++++ MATERIAL SUPPLIED ++++
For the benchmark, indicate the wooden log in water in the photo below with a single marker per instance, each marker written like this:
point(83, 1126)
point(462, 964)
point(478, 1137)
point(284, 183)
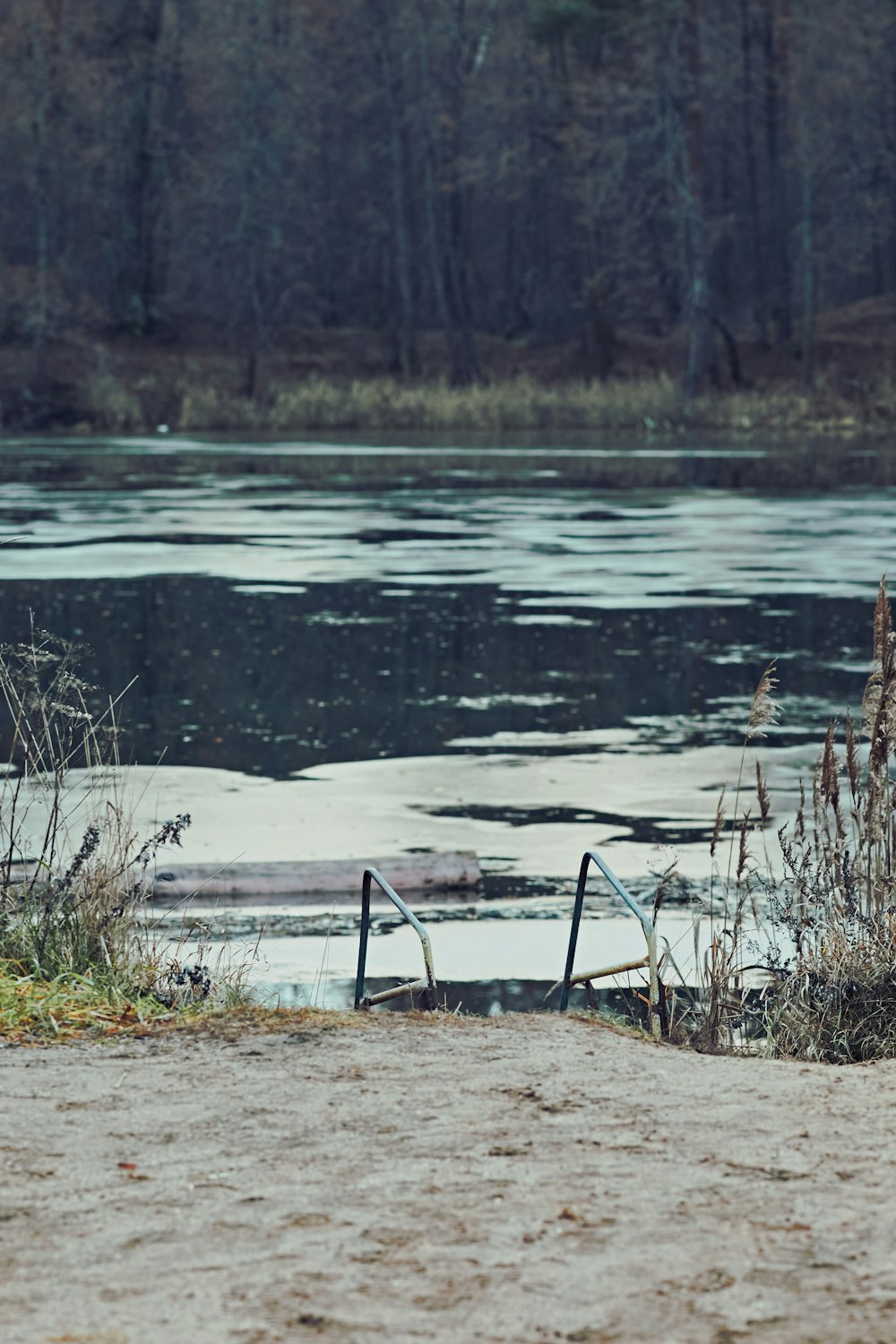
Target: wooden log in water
point(417, 873)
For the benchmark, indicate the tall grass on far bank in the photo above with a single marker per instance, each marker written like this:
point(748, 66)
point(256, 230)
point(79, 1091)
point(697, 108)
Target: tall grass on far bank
point(382, 403)
point(820, 933)
point(73, 870)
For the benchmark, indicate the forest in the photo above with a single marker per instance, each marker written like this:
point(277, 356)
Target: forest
point(702, 177)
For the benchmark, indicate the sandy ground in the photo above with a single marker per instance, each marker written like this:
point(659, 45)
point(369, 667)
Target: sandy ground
point(520, 1179)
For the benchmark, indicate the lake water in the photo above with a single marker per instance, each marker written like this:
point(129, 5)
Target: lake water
point(290, 609)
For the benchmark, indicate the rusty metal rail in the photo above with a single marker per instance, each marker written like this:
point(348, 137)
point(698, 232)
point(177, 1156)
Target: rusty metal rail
point(649, 932)
point(426, 986)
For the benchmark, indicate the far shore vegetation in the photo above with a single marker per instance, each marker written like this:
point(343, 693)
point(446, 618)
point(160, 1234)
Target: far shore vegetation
point(344, 382)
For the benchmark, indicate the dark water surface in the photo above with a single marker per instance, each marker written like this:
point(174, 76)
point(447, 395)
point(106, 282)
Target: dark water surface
point(289, 605)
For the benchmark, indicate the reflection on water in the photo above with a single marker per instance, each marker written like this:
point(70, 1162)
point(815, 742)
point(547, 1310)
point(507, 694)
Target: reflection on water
point(274, 626)
point(295, 607)
point(482, 997)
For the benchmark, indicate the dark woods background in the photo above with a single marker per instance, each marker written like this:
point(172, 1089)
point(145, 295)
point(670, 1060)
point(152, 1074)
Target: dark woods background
point(535, 169)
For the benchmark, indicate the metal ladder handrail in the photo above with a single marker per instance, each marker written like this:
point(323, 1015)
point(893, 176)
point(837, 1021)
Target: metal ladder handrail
point(425, 986)
point(649, 932)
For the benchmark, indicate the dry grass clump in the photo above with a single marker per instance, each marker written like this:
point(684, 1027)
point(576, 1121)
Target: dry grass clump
point(823, 935)
point(73, 870)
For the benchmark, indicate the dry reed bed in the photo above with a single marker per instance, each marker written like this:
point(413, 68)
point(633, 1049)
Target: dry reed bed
point(514, 403)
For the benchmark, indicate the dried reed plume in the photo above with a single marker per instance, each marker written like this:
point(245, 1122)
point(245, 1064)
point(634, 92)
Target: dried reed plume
point(763, 711)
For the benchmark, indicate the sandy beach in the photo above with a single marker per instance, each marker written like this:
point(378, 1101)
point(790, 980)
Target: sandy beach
point(521, 1179)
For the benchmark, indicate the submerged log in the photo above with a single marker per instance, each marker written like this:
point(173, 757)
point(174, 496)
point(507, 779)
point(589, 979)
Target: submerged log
point(416, 873)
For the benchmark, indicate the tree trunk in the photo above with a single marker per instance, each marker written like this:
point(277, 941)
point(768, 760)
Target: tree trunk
point(697, 297)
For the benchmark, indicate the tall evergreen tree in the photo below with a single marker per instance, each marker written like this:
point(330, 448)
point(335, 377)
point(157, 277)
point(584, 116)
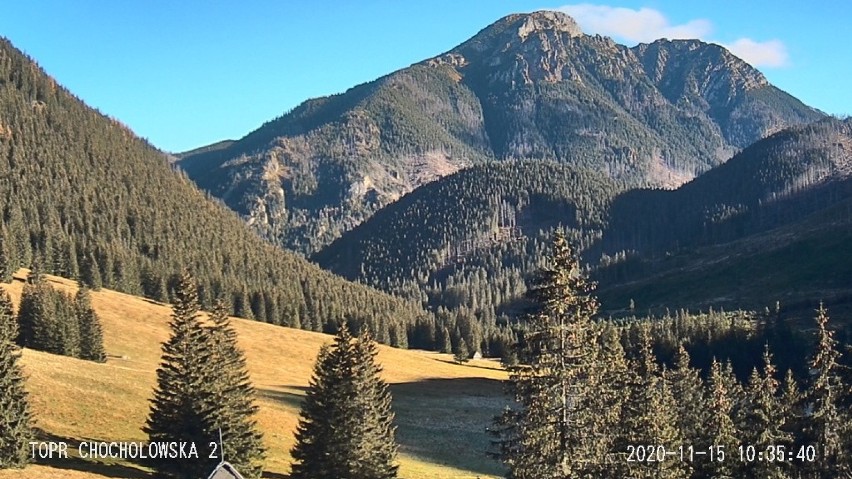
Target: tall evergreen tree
point(720, 430)
point(825, 423)
point(345, 428)
point(762, 421)
point(182, 408)
point(687, 389)
point(551, 431)
point(650, 415)
point(91, 332)
point(233, 398)
point(15, 417)
point(46, 319)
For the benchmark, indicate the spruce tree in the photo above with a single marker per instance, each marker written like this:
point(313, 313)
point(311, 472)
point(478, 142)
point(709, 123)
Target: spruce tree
point(233, 398)
point(15, 418)
point(345, 428)
point(825, 423)
point(762, 421)
point(609, 403)
point(688, 390)
point(462, 354)
point(550, 432)
point(720, 429)
point(182, 408)
point(91, 332)
point(374, 398)
point(650, 416)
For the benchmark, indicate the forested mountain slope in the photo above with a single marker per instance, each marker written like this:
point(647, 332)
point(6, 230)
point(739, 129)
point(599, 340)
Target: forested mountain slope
point(776, 210)
point(81, 196)
point(530, 86)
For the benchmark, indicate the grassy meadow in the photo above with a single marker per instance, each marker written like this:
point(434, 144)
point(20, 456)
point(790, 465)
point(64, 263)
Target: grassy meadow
point(442, 408)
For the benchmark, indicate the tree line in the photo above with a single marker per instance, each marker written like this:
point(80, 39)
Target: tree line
point(53, 321)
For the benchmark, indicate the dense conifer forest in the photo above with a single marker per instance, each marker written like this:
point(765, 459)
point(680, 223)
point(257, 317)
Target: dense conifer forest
point(82, 197)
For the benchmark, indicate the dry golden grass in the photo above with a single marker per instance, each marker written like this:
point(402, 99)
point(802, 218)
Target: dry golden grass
point(442, 408)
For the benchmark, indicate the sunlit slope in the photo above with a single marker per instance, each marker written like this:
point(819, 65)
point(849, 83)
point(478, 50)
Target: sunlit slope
point(442, 408)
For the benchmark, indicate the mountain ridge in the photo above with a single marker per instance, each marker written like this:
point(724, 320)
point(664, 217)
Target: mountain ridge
point(527, 86)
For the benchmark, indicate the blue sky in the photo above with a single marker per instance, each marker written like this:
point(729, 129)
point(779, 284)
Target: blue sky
point(188, 73)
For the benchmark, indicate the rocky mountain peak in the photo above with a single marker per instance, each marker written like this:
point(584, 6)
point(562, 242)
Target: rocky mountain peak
point(547, 20)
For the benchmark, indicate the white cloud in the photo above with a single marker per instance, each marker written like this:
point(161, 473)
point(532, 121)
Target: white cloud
point(771, 53)
point(647, 24)
point(643, 25)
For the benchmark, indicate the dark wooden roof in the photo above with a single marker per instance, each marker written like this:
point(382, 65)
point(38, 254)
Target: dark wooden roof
point(225, 471)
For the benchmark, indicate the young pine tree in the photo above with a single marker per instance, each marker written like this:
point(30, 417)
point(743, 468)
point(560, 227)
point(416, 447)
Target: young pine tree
point(182, 408)
point(233, 399)
point(346, 424)
point(91, 332)
point(15, 430)
point(551, 431)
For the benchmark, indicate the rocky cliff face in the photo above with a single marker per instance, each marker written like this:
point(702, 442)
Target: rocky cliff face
point(528, 86)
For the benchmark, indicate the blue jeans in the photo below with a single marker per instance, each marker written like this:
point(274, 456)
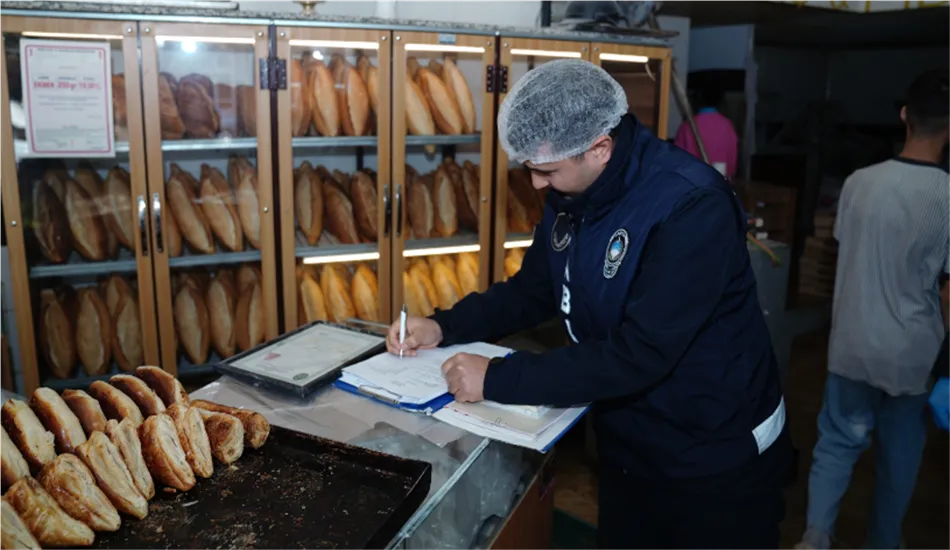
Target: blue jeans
point(851, 412)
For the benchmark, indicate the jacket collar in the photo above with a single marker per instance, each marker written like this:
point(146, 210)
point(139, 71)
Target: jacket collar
point(611, 183)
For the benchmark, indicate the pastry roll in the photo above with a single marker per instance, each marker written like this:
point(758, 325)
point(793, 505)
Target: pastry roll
point(147, 400)
point(163, 453)
point(363, 192)
point(112, 475)
point(124, 435)
point(226, 434)
point(12, 464)
point(31, 438)
point(165, 385)
point(46, 520)
point(69, 481)
point(56, 417)
point(115, 404)
point(56, 335)
point(256, 427)
point(86, 409)
point(193, 437)
point(14, 534)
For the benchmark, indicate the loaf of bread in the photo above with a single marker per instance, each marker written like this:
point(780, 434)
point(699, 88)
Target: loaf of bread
point(50, 525)
point(50, 224)
point(226, 105)
point(334, 280)
point(35, 443)
point(300, 100)
point(148, 402)
point(172, 125)
point(352, 98)
point(243, 177)
point(85, 223)
point(115, 404)
point(250, 322)
point(444, 197)
point(193, 438)
point(56, 335)
point(221, 302)
point(247, 109)
point(217, 203)
point(87, 410)
point(112, 475)
point(70, 482)
point(365, 294)
point(467, 270)
point(420, 210)
point(363, 191)
point(58, 419)
point(308, 203)
point(192, 325)
point(369, 73)
point(182, 195)
point(196, 105)
point(164, 454)
point(124, 435)
point(93, 332)
point(325, 110)
point(312, 304)
point(256, 427)
point(338, 215)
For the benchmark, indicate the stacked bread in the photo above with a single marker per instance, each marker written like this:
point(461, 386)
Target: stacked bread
point(90, 326)
point(213, 208)
point(83, 212)
point(223, 312)
point(72, 465)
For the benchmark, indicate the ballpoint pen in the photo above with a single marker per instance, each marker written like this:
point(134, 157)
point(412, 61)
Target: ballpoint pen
point(403, 313)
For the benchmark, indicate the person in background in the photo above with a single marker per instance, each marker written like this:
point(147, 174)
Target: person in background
point(893, 232)
point(642, 254)
point(718, 134)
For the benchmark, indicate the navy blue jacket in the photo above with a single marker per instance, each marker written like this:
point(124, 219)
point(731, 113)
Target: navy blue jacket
point(650, 272)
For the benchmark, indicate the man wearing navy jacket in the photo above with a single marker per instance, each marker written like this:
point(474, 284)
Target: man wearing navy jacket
point(642, 254)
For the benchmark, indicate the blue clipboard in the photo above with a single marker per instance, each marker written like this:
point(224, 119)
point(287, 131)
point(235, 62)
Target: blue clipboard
point(427, 408)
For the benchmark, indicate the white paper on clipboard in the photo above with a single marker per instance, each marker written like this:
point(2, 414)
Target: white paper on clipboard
point(67, 95)
point(303, 357)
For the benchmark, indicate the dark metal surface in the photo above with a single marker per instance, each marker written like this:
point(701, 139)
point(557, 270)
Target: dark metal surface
point(296, 492)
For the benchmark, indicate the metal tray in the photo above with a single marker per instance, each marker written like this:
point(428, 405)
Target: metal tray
point(297, 491)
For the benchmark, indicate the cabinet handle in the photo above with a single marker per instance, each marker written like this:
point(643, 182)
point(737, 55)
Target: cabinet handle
point(157, 212)
point(143, 229)
point(399, 211)
point(388, 209)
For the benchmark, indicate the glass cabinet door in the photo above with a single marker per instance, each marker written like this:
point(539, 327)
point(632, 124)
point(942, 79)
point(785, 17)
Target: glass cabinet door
point(644, 73)
point(443, 130)
point(207, 122)
point(518, 205)
point(334, 131)
point(74, 200)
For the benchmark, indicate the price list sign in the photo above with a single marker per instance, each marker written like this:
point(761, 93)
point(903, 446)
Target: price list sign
point(67, 94)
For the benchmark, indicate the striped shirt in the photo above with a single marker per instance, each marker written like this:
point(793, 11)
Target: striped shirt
point(893, 232)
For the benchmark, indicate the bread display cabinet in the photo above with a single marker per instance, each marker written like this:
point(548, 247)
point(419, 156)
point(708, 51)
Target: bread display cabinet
point(443, 135)
point(643, 71)
point(77, 223)
point(334, 145)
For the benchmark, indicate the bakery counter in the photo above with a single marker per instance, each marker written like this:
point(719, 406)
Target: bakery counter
point(477, 485)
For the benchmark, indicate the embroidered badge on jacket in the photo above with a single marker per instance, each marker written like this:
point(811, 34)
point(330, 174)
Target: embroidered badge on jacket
point(616, 250)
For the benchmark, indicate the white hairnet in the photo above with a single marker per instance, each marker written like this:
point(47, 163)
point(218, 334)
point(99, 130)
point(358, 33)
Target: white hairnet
point(558, 110)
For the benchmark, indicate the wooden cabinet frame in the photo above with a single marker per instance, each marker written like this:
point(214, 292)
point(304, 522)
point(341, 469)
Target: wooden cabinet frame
point(400, 210)
point(285, 35)
point(257, 35)
point(22, 304)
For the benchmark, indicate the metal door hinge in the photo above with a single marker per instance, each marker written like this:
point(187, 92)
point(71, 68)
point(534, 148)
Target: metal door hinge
point(496, 79)
point(273, 73)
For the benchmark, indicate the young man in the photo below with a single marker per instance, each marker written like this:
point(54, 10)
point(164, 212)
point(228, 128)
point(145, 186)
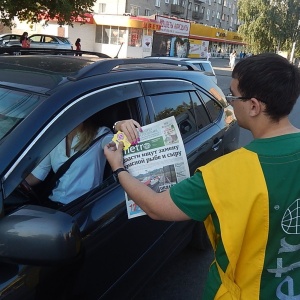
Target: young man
point(252, 217)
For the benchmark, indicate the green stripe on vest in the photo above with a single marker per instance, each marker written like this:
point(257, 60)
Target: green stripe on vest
point(236, 186)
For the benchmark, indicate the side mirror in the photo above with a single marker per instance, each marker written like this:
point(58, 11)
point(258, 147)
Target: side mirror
point(40, 236)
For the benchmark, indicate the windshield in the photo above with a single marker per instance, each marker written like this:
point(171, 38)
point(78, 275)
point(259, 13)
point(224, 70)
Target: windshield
point(14, 107)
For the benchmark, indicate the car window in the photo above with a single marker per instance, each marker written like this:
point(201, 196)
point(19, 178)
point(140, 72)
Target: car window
point(14, 107)
point(201, 116)
point(35, 38)
point(212, 105)
point(49, 39)
point(178, 105)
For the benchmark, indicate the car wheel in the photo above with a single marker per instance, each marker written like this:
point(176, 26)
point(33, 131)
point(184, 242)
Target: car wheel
point(200, 240)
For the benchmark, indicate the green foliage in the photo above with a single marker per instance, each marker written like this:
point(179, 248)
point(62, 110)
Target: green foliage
point(64, 11)
point(270, 25)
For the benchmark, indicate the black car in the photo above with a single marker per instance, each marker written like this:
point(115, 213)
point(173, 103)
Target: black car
point(89, 249)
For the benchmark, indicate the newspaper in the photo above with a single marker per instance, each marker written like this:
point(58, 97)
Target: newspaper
point(158, 160)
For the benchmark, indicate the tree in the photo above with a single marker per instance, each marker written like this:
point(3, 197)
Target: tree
point(269, 25)
point(64, 11)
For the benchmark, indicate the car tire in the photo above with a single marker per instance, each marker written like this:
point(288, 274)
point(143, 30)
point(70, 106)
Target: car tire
point(200, 240)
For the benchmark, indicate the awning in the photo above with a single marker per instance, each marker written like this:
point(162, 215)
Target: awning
point(206, 38)
point(127, 21)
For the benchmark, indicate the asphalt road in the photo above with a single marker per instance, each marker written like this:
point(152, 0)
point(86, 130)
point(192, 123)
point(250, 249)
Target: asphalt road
point(184, 277)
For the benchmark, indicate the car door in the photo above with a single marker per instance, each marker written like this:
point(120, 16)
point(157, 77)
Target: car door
point(117, 251)
point(202, 137)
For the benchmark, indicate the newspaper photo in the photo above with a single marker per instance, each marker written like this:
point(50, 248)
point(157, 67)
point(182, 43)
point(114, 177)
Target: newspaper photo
point(158, 160)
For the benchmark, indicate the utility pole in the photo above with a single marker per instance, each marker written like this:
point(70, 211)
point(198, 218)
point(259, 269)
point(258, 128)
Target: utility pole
point(294, 43)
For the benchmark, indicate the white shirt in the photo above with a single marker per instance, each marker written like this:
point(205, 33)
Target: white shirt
point(84, 174)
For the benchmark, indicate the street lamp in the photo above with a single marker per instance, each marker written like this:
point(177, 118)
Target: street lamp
point(294, 44)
++++
GIVEN INSTRUCTION: Write out the lines of the listing above exactly as they appear, from the line containing "For the benchmark, indicate the stacked" through the line containing "point(403, 313)", inclusive.

SOLVED EXERCISE:
For the benchmark, indicate the stacked bread in the photo above with a single marker per instance, each marker written like this:
point(461, 386)
Target: stacked bread
point(90, 326)
point(213, 208)
point(83, 212)
point(223, 312)
point(72, 465)
For the benchmark, indicate the ballpoint pen in the photo above with a single marker per instance, each marker written like this:
point(134, 157)
point(412, 61)
Target: ballpoint pen
point(403, 313)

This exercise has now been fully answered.